As it always does in America, the New Year arrived the way the old year went out: with a bang, or the constant threat of one.
The day after Christmas former major league pitcher Jeff Reardon allegedly robbed a jewelry store in Palm Beach Gardens, Fla., after passing a note to a clerk that said he had a gun. (Police never found one.)
On New Year's Eve ex--NBA center Charles Shackleford was arrested in Johnston County, N.C., and charged with carrying a concealed gun. It was his first appearance in the news since he testified in the trial of Rae Carruth, the Carolina Panther convicted of conspiring to have his pregnant girlfriend shot to death.
A few hours later former Ohio State running back Maurice Clarett allegedly robbed two people in Columbus, Ohio, after showing them a gun in his waistband.
January 23, 2006
Forty-eight hours after that, TCU freshman kicker Kasey Davis was found shot to death in his car.
Five days later recently sacked Virginia Tech quarterback Marcus Vick was charged in Suffolk, Va., after allegedly waving a gun at three hecklers.
And that's just a tiny sampling from 14 unremarkable days in the life of America, where the number of guns (200 million, by the NRA's estimate) is fast approaching the number of people (298 million). That's a fact even the most incurious person who reads nothing but the sports section will have sensed by now, as jocks and Glocks are firmly twinned in the popular culture. So commonplace is the coupling that it seems only natural that 10 members of this season's Chicago Bears held an outing--punctuated by a violent brawl--at an FBI shooting range. But then an informal survey two years ago by The New York Times concluded that at least 50% of NFL players own guns, which makes every team the Packers.
Would we know that Tyree Wallace died on Dec. 22 in a shootout with Philadelphia police if he hadn't been the cousin of Pistons star Rasheed Wallace? Likewise with that other tragedy, discovered the same day? James Dungy posted images of guns on his profile page at the teen website myspace.com, which was taken down after the 18-year-old son of the Indianapolis Colts' coach committed suicide. By all accounts, Dungy's website photo--his face obscured by a bandanna--was not reflective of his life or personality, the bandanna literally a mask of bravado. But it points out once again the seductiveness of guns to teenagers, for whom their effects are the most insidious.

::::

#### WHAT TO WORK ON
A: Retype the part of the column on athletes and guns between "A few hours" and "in his car.", inclusive.
B: Write what comes next in the column on athletes and guns, picking up after its last sentence.
The rows that come next have nothing to do with the column on athletes and guns.

Natural-language object grounding rows:

::::

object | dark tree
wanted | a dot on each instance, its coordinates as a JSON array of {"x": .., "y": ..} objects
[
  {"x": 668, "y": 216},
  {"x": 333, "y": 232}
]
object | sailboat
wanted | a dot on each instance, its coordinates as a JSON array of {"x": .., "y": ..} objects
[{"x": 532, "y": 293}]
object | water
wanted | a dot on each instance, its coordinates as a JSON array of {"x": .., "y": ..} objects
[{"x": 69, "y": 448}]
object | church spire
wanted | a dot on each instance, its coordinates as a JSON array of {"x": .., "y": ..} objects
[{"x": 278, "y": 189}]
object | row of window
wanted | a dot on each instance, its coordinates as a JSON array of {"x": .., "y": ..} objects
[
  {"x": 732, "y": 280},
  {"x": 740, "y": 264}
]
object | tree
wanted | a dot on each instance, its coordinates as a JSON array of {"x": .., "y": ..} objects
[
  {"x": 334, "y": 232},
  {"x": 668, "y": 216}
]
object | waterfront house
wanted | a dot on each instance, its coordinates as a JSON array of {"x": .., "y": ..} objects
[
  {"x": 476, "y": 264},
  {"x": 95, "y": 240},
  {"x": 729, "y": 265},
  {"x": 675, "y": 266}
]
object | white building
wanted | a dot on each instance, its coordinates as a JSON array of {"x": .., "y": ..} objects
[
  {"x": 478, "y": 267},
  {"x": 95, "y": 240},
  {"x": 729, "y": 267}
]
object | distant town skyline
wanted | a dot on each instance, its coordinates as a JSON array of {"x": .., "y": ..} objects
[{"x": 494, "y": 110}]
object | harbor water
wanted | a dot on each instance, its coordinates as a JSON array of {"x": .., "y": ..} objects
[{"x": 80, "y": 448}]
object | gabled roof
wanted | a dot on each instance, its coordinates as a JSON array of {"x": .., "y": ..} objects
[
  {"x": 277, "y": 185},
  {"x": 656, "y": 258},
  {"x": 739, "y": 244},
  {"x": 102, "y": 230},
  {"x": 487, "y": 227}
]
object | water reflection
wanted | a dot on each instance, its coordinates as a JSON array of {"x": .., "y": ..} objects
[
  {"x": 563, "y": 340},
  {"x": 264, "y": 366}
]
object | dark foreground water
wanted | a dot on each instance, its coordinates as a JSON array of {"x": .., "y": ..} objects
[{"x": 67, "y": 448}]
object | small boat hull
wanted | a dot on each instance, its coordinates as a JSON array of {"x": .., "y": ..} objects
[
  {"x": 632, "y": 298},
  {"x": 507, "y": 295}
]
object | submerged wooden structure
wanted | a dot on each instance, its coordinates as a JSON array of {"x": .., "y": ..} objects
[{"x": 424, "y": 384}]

::::

#### ANSWERS BY TASK
A:
A few hours later former Ohio State running back Maurice Clarett allegedly robbed two people in Columbus, Ohio, after showing them a gun in his waistband.
January 23, 2006
Forty-eight hours after that, TCU freshman kicker Kasey Davis was found shot to death in his car.

B:
A survey of Boston high school students released last year by the Harvard School of Public Health had some rather startling, shall we say, bullet points: Half of the boys responded that getting a gun would be "very or fairly easy"; nearly a third had a family member killed in a shooting, stabbing or beating; and a quarter had witnessed someone being shot in the previous year. The first homicide victim of 2006 in Boston was a Franklin, N.H., high school junior who had played on the girls' basketball and field hockey teams. She was found shot on Jan. 8.
According to a 2004 report by the Children's Defense Fund, "The latest data from the Centers for Disease Control and Prevention show that in 2001, 2,911 children and teens were killed by gunfire in the United States--which is one child every three hours, eight children every day, more than 50 children every week." And four times as many were said to be wounded.
On a single night in suburban Dallas last October, a 17-year-old was killed and six others wounded by gunfire after a high school football game in Richardson, while three students were wounded after a football game at Duncanville High.
Last Thursday, Gary Joe Kinne--the Canton (Texas) High football coach who was shot in the stomach last April by an angry parent--was hired as Baylor's linebackers coach. Meanwhile, a court last week rejected former Baylor basketball player Carlton Dotson's appeal of his conviction for murdering teammate Patrick Dennehy at a makeshift shooting range in 2003. Largely unnoticed was the 16-year-old boy shot last week outside Mount Pleasant High in Delaware, after the 4:30 p.m. jayvee game.
These stories read like a reverse auction, the ages falling lower and lower. And so on Jan. 6--sometime between the death of Kasey Davis and the arrest of Marcus Vick--13-year-old Coby Cureton was found dead at home in Monroe, N.C. The "starting quarterback for the Monroe Middle School Redhawks" died of an accidental gunshot to the head, the family told The Charlotte Observer in a story that is all the more heartbreaking for its brevity. "He was a budding basketball star," the paper reported, "with aspirations to play in college and the pros."